== Assignment ==
Could you report every line from the entries that includes the word "below"?

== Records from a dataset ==

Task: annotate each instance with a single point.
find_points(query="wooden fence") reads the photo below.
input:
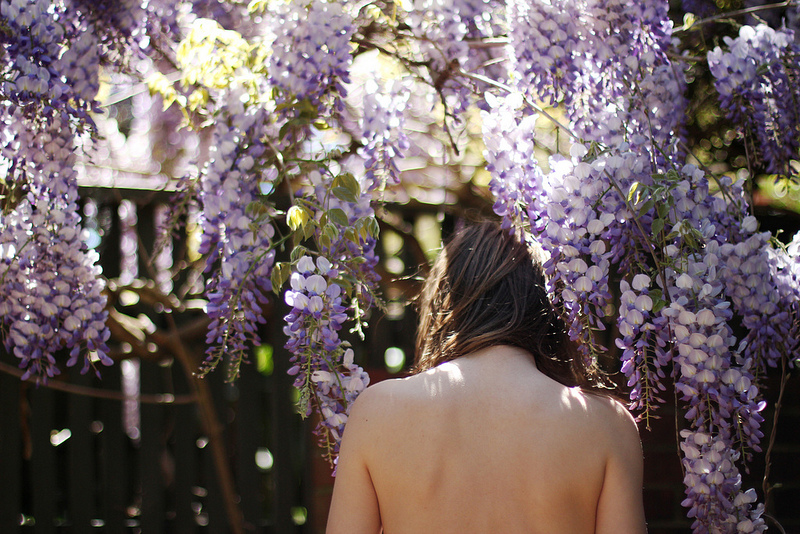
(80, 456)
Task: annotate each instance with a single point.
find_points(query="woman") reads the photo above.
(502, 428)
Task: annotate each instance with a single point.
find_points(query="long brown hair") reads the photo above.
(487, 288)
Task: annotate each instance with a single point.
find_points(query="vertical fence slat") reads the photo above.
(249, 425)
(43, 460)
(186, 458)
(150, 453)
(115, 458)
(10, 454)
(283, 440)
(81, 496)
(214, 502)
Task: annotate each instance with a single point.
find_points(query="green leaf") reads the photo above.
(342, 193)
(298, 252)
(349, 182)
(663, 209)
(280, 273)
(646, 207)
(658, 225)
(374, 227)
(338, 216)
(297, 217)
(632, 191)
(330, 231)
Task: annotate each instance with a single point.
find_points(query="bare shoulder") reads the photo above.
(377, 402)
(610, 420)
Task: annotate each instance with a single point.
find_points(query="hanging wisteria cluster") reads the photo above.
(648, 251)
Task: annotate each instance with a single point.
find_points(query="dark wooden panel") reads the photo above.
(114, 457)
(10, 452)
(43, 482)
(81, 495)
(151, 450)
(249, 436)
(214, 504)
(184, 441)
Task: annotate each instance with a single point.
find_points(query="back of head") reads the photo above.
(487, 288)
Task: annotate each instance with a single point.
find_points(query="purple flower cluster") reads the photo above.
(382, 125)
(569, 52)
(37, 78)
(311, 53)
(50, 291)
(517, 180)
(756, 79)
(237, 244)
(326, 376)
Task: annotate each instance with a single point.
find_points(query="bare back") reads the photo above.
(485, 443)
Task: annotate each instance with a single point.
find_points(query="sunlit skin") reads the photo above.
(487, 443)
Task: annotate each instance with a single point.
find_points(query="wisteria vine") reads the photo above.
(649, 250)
---
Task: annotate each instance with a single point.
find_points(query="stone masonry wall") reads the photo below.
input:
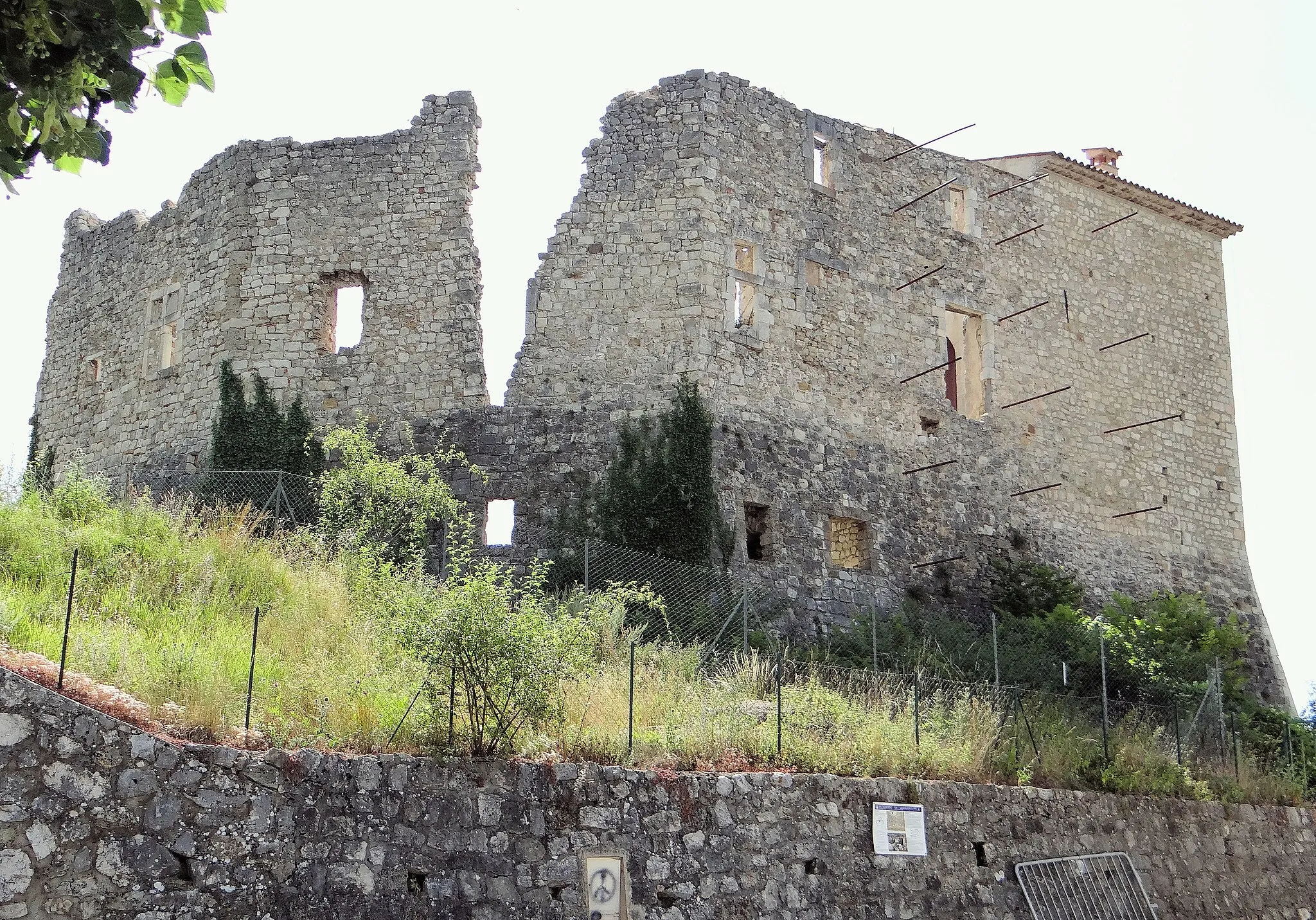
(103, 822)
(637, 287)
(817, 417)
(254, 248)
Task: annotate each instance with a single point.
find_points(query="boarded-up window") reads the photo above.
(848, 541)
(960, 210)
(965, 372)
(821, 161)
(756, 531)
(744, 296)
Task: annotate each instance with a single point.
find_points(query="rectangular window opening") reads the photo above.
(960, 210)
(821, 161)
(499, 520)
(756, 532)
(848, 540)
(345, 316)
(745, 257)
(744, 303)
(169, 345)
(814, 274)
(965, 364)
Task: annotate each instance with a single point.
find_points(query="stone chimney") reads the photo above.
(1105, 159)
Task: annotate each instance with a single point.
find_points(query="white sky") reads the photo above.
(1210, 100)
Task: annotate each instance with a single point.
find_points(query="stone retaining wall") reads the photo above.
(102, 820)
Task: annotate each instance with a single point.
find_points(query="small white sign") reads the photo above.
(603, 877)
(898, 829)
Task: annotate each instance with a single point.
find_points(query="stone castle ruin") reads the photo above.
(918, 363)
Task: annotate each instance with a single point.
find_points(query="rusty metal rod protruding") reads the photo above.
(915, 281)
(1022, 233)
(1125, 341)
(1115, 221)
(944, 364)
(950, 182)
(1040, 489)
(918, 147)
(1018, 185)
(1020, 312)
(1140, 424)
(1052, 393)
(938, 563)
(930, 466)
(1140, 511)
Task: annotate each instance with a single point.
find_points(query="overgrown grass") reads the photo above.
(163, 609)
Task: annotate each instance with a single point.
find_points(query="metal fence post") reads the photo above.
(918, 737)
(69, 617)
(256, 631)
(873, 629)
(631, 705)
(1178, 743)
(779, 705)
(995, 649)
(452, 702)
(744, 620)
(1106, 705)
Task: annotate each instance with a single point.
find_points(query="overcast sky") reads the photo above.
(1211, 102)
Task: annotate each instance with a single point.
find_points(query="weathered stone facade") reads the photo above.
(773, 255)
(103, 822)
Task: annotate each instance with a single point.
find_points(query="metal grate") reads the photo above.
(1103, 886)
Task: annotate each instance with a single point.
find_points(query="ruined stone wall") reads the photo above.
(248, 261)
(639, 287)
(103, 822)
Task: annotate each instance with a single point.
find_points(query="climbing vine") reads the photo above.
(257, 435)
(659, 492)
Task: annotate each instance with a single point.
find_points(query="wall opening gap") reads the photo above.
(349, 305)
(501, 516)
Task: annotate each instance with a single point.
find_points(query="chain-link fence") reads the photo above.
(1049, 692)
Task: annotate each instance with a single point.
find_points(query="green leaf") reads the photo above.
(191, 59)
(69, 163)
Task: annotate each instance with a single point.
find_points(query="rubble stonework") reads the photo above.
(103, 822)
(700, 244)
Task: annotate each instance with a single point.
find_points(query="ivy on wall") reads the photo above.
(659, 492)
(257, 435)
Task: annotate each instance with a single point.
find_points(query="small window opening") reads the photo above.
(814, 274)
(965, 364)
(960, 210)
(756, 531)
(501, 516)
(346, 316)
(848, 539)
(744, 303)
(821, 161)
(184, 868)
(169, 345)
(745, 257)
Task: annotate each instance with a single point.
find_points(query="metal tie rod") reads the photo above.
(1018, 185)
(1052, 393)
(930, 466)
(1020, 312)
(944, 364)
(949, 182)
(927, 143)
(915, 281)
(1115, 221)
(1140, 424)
--
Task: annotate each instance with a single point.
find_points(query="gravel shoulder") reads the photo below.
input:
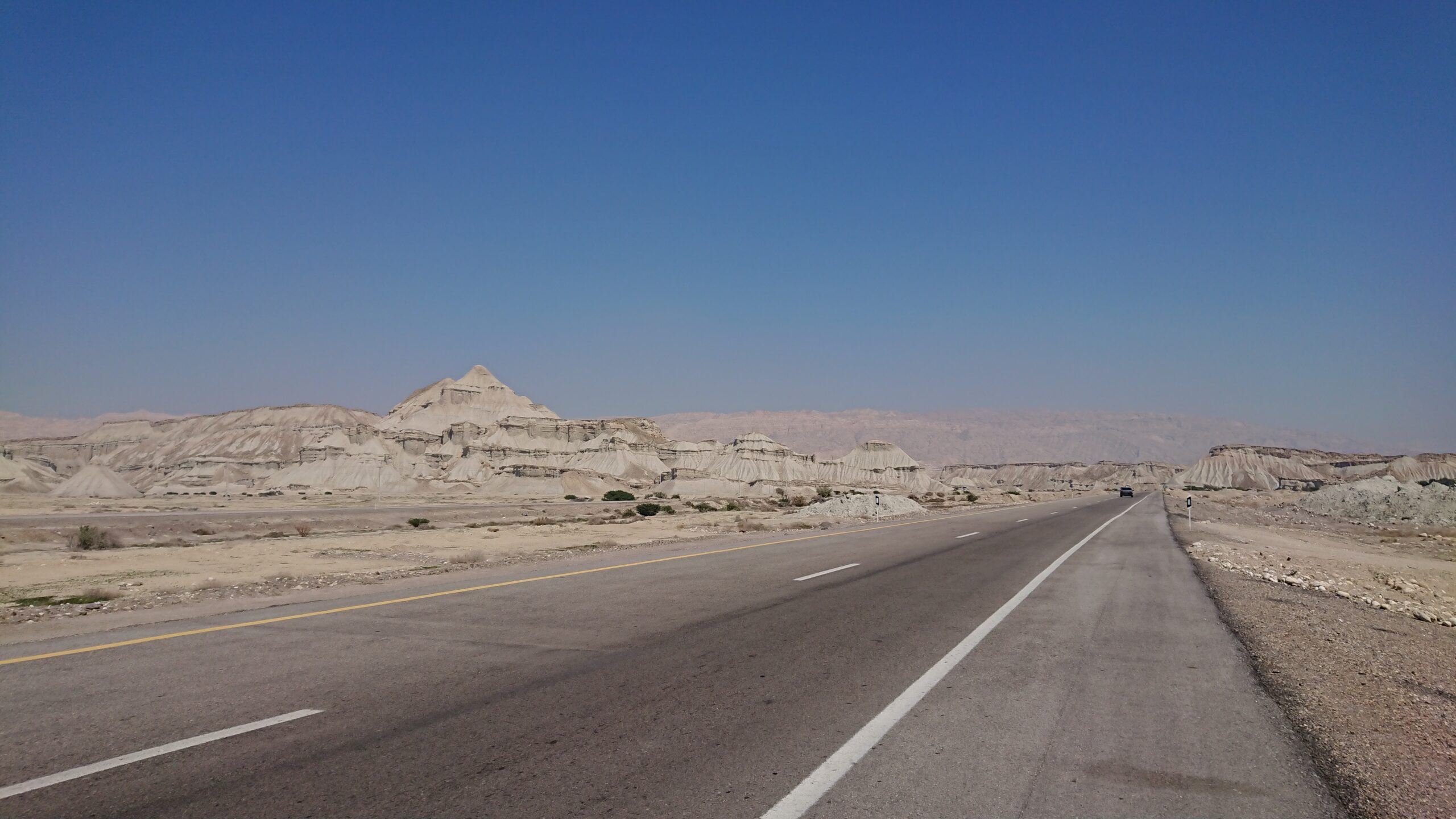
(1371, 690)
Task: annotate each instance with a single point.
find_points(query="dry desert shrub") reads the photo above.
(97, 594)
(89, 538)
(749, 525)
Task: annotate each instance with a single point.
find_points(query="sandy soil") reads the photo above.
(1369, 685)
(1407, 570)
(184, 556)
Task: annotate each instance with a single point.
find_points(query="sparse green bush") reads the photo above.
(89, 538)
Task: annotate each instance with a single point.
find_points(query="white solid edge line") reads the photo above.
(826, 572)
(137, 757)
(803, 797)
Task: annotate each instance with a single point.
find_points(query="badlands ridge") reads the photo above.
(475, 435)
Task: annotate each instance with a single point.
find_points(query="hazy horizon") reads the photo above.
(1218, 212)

== Response area ==
find_points(query="wooden fence") reads the photo below.
find_points(query="stone masonry wall") reads the photo below.
find_points(query="gravel shoulder") reads the photo below.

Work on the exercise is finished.